Objective —
Will you give the material below again, every line exactly as it is?

(Boundary labeling items)
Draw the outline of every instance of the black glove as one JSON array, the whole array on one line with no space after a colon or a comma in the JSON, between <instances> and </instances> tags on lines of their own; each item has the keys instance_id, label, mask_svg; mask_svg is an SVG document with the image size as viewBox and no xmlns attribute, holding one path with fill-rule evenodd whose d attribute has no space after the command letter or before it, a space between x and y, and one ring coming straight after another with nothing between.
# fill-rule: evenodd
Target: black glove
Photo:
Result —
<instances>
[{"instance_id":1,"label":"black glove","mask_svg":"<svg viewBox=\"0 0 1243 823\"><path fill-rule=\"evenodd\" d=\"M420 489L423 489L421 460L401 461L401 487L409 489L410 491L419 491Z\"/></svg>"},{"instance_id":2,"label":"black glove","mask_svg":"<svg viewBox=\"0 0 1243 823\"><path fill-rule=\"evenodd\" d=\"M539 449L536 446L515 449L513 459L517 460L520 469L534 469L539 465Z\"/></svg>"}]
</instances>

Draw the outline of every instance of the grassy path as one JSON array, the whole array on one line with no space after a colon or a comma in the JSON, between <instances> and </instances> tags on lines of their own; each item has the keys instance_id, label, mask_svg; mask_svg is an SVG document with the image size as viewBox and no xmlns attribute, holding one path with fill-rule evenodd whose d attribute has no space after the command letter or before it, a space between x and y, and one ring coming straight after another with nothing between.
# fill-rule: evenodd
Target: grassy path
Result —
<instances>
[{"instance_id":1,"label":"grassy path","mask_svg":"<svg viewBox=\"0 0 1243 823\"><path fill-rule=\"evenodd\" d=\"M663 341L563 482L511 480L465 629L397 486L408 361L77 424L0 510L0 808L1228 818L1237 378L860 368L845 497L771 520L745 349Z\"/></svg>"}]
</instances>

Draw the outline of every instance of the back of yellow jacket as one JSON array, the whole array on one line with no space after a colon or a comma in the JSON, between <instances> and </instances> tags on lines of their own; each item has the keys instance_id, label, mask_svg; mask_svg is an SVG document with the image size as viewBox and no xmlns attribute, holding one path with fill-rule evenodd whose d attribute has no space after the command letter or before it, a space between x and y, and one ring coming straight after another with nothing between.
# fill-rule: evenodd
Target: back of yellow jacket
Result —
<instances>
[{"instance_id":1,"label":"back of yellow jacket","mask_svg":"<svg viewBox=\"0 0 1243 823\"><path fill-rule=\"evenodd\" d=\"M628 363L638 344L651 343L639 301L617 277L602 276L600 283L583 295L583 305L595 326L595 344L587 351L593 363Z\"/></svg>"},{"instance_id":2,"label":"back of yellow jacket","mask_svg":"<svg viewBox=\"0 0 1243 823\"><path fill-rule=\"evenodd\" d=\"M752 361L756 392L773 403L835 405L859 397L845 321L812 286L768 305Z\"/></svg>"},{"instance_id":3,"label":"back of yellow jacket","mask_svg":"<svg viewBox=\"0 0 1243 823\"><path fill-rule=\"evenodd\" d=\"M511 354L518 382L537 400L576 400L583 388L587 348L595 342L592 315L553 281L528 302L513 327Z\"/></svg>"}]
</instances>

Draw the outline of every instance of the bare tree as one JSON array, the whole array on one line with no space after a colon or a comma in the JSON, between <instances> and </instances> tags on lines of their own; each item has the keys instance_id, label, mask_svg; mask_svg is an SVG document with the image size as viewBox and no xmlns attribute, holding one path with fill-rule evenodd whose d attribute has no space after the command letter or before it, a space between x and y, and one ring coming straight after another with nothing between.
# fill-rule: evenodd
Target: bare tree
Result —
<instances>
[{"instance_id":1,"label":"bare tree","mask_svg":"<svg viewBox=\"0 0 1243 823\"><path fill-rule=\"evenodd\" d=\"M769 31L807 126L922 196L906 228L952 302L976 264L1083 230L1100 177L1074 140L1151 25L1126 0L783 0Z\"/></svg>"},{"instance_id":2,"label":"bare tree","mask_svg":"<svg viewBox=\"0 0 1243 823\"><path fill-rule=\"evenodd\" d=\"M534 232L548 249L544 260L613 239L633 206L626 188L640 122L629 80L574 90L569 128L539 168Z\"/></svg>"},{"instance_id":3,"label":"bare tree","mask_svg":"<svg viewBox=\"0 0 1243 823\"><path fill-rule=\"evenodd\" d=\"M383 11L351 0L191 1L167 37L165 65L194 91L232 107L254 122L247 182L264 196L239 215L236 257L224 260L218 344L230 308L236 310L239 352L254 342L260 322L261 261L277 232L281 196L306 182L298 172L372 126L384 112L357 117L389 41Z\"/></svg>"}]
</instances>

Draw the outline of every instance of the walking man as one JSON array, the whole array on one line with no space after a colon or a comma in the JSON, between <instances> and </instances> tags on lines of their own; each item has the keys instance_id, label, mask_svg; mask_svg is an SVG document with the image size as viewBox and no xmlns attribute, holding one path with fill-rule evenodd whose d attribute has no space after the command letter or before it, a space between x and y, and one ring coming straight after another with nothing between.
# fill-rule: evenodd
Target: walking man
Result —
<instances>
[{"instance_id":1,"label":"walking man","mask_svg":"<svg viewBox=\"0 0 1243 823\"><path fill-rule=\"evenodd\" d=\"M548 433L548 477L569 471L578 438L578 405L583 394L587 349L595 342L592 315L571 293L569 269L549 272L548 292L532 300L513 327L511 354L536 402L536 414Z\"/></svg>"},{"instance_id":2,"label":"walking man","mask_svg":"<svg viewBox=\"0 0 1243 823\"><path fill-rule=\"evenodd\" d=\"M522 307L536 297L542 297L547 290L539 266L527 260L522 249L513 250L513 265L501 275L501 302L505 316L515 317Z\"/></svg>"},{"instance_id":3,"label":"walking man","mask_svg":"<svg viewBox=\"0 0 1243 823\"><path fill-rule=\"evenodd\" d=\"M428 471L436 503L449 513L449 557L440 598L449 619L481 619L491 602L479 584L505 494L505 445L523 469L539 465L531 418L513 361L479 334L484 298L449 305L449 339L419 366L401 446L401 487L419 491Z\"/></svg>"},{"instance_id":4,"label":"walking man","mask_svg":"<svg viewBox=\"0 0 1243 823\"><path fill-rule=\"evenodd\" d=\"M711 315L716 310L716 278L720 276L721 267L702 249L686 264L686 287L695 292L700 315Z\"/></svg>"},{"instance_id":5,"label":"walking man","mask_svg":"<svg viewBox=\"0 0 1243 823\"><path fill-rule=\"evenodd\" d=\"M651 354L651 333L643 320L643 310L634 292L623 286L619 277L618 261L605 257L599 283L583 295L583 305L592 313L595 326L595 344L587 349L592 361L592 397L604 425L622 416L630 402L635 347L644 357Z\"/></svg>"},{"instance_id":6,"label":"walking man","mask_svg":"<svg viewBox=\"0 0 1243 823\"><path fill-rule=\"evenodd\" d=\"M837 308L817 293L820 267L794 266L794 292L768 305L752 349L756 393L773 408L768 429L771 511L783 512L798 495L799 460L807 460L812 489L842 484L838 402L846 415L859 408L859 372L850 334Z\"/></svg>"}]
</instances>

Exercise response —
Draw the outline of every instance of the black glove as one JSON array, the whole array on one line with no space after a colon or a comma in the JSON, between <instances> and </instances> tags on lines of their own; each item has the keys instance_id, label, mask_svg; mask_svg is an SVG document with the image size as viewBox and no xmlns attribute, holding one path with fill-rule evenodd whose d attribute has no space after the command letter or before it, a space between x and y, and one ring coming straight after another with nothing between.
# fill-rule: evenodd
Target: black glove
Photo:
Result —
<instances>
[{"instance_id":1,"label":"black glove","mask_svg":"<svg viewBox=\"0 0 1243 823\"><path fill-rule=\"evenodd\" d=\"M420 489L423 489L421 460L401 461L401 487L409 489L410 491L419 491Z\"/></svg>"},{"instance_id":2,"label":"black glove","mask_svg":"<svg viewBox=\"0 0 1243 823\"><path fill-rule=\"evenodd\" d=\"M539 449L536 446L515 449L513 459L517 460L520 469L534 469L539 465Z\"/></svg>"}]
</instances>

Draw the outline of every instance of the grassy path as one JSON array, the whole array on one line with no space after a colon or a comma in the JSON, between <instances> and </instances> tags on lines of their own; each item has the keys instance_id, label, mask_svg; mask_svg is an SVG document with the image size as viewBox and no xmlns attribute, holding one path with fill-rule evenodd whose d attribute has no space after the command letter or before it, a space between x and y, and one ring coming straight after another with nothing between.
# fill-rule: evenodd
Target: grassy path
Result —
<instances>
[{"instance_id":1,"label":"grassy path","mask_svg":"<svg viewBox=\"0 0 1243 823\"><path fill-rule=\"evenodd\" d=\"M663 341L563 482L511 480L465 629L397 486L408 361L77 424L0 510L0 808L1228 818L1237 378L860 368L845 497L771 520L745 349Z\"/></svg>"}]
</instances>

Draw the outline of every instance of the back of yellow jacket as one JSON array, the whole array on one line with no space after a colon or a comma in the JSON, between <instances> and </instances> tags on lines of their own; each item has the keys instance_id, label, mask_svg; mask_svg is an SVG document with the image size as viewBox and no xmlns attribute, holding one path with fill-rule evenodd whose d attribute has no space after the command letter or before it, a space between x and y, and one ring coming straight after another with nothing between.
# fill-rule: evenodd
Target: back of yellow jacket
Result —
<instances>
[{"instance_id":1,"label":"back of yellow jacket","mask_svg":"<svg viewBox=\"0 0 1243 823\"><path fill-rule=\"evenodd\" d=\"M628 363L638 344L651 343L639 301L617 277L602 276L600 283L583 295L583 305L595 326L595 344L587 351L593 363Z\"/></svg>"},{"instance_id":2,"label":"back of yellow jacket","mask_svg":"<svg viewBox=\"0 0 1243 823\"><path fill-rule=\"evenodd\" d=\"M752 361L756 392L773 403L835 405L859 397L845 321L812 286L768 305Z\"/></svg>"},{"instance_id":3,"label":"back of yellow jacket","mask_svg":"<svg viewBox=\"0 0 1243 823\"><path fill-rule=\"evenodd\" d=\"M511 354L518 382L537 400L576 400L583 388L587 348L595 342L592 315L553 281L528 302L513 327Z\"/></svg>"}]
</instances>

Draw the outline of every instance of the bare tree as one JSON array, the whole array on one line with no space after a colon or a comma in the JSON, between <instances> and </instances> tags on lines of their own; each item has the keys instance_id, label, mask_svg; mask_svg is an SVG document with the image size as viewBox and no xmlns attribute, holding one path with fill-rule evenodd whose d attribute has no space after the command letter or before it, a space between x and y, and one ring coming straight after another with nothing between.
# fill-rule: evenodd
Target: bare tree
Result —
<instances>
[{"instance_id":1,"label":"bare tree","mask_svg":"<svg viewBox=\"0 0 1243 823\"><path fill-rule=\"evenodd\" d=\"M769 31L807 126L922 196L906 228L952 302L976 264L1083 230L1100 177L1074 140L1151 25L1126 0L783 0Z\"/></svg>"},{"instance_id":2,"label":"bare tree","mask_svg":"<svg viewBox=\"0 0 1243 823\"><path fill-rule=\"evenodd\" d=\"M534 232L548 249L544 260L613 239L633 206L626 188L640 122L629 80L574 90L569 128L539 168Z\"/></svg>"},{"instance_id":3,"label":"bare tree","mask_svg":"<svg viewBox=\"0 0 1243 823\"><path fill-rule=\"evenodd\" d=\"M383 11L351 0L191 1L167 37L165 65L194 91L232 107L254 122L247 182L264 196L239 215L236 257L224 260L218 344L230 308L236 310L239 352L254 342L260 322L261 261L277 232L281 196L306 182L298 172L372 126L384 112L357 117L389 41Z\"/></svg>"}]
</instances>

Draw the outline of every instance of the walking man as one JSON array, the whole array on one line with no space after a colon or a comma in the JSON, between <instances> and </instances> tags on lines of their own; each item has the keys instance_id, label, mask_svg; mask_svg is an SVG document with the image size as viewBox and no xmlns attribute, holding one path with fill-rule evenodd whose d attribute has no space after the command letter or before it, a space between x and y, and one ring coming straight after another with nothing between.
# fill-rule: evenodd
Target: walking man
Result —
<instances>
[{"instance_id":1,"label":"walking man","mask_svg":"<svg viewBox=\"0 0 1243 823\"><path fill-rule=\"evenodd\" d=\"M548 433L548 477L569 471L578 438L578 405L583 394L587 349L595 342L592 315L571 293L569 269L549 272L548 292L532 300L513 327L511 354L536 402L536 414Z\"/></svg>"},{"instance_id":2,"label":"walking man","mask_svg":"<svg viewBox=\"0 0 1243 823\"><path fill-rule=\"evenodd\" d=\"M522 307L536 297L542 297L547 290L539 266L527 260L522 249L513 250L513 265L501 275L501 302L505 316L515 317Z\"/></svg>"},{"instance_id":3,"label":"walking man","mask_svg":"<svg viewBox=\"0 0 1243 823\"><path fill-rule=\"evenodd\" d=\"M428 471L436 503L449 513L449 557L440 598L449 619L481 619L491 602L479 584L505 494L505 445L523 469L539 465L531 418L513 361L479 334L484 298L449 305L449 339L419 366L401 446L401 487L419 491Z\"/></svg>"},{"instance_id":4,"label":"walking man","mask_svg":"<svg viewBox=\"0 0 1243 823\"><path fill-rule=\"evenodd\" d=\"M711 315L716 310L716 278L720 276L721 267L702 249L686 264L686 287L695 292L700 315Z\"/></svg>"},{"instance_id":5,"label":"walking man","mask_svg":"<svg viewBox=\"0 0 1243 823\"><path fill-rule=\"evenodd\" d=\"M651 354L651 333L643 320L643 310L634 292L623 286L619 277L618 261L605 257L599 283L583 295L583 305L592 313L595 326L595 344L587 349L592 361L592 397L604 425L622 416L630 402L635 347L644 357Z\"/></svg>"},{"instance_id":6,"label":"walking man","mask_svg":"<svg viewBox=\"0 0 1243 823\"><path fill-rule=\"evenodd\" d=\"M837 308L817 293L820 267L794 266L794 292L768 305L752 349L756 393L773 408L768 429L771 511L783 512L798 495L799 460L807 460L812 489L842 484L838 402L846 415L859 408L859 372L850 334Z\"/></svg>"}]
</instances>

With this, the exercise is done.